◆ **Records from a dataset**:
begin

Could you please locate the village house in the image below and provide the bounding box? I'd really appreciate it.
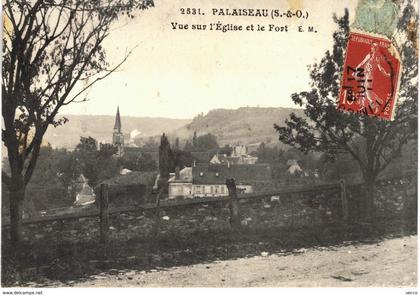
[168,162,271,199]
[210,145,258,165]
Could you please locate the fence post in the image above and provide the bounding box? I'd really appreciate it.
[340,179,349,222]
[153,188,163,239]
[99,183,109,244]
[226,178,241,230]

end

◆ **PROBLEM**:
Render every line of the records above as a numbered list with no blank lines, leaving out the picture.

◆ **CORRECT RESPONSE**:
1. Could you please locate the village house in the image below and provide the bounding box? I'd really appreciate it.
2. [168,162,271,199]
3. [210,145,258,165]
4. Could you please locate the fence post in the image above and provide the bounding box? I'd really appreciate it.
5. [340,179,349,222]
6. [153,188,163,239]
7. [99,183,109,244]
8. [226,178,241,230]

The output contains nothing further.